Entries from a pointing dataset
※
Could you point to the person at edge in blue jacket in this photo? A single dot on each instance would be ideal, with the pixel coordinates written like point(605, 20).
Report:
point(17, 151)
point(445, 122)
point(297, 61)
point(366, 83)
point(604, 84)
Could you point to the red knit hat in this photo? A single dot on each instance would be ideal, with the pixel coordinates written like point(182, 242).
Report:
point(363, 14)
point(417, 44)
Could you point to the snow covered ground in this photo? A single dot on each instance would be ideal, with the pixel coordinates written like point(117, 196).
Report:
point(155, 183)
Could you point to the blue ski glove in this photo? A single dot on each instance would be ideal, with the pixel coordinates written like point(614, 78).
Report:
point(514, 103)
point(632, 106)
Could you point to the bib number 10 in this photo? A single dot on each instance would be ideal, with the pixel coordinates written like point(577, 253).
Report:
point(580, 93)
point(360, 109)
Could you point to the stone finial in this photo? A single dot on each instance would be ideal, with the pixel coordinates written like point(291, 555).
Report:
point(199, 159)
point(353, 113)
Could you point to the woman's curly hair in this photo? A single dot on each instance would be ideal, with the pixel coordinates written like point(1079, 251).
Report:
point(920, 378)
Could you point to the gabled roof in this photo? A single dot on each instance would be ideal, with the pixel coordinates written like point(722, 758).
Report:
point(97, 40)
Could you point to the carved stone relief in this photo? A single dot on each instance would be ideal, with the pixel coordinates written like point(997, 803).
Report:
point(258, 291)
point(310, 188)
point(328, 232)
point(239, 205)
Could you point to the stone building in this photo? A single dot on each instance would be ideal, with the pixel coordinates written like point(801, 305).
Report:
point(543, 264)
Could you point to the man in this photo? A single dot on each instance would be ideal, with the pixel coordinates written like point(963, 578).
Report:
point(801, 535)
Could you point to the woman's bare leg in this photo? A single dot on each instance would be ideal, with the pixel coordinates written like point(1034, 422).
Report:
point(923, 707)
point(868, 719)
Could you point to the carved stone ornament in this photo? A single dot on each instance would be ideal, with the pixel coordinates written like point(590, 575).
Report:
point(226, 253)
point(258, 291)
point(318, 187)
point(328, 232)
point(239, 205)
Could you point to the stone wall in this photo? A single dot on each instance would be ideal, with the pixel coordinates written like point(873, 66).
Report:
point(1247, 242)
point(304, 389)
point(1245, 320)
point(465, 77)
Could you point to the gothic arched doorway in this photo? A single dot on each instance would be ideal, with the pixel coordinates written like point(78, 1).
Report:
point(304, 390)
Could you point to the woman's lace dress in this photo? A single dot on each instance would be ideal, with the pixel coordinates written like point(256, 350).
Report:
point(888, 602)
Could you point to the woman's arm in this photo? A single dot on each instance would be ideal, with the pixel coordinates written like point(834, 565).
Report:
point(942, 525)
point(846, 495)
※
— Aim —
Rewrite the part of the rows that opens with the line containing "Could you point to the snow" and closes with the line containing "point(353, 113)", changing "stone finial" to "stone urn" and leaving everything else as it is.

— Right answer —
Could you point to the snow covered ground in this photo? A single dot on each instance would be ideal, with the pixel coordinates written like point(117, 196).
Report:
point(155, 183)
Could you point to the blue ski glove in this photo? A single dot on each instance would be ideal, with the pixel coordinates written like point(614, 78).
Report:
point(514, 103)
point(632, 106)
Could you point to the bib number 10 in this photo? A single dot on each instance would be ideal, with the pixel coordinates written like point(577, 253).
Report:
point(580, 93)
point(360, 109)
Could you point to the stone urn in this photo? A single dot on each instance would be ideal, with the pixel coordinates written like point(291, 555).
Report:
point(199, 159)
point(353, 113)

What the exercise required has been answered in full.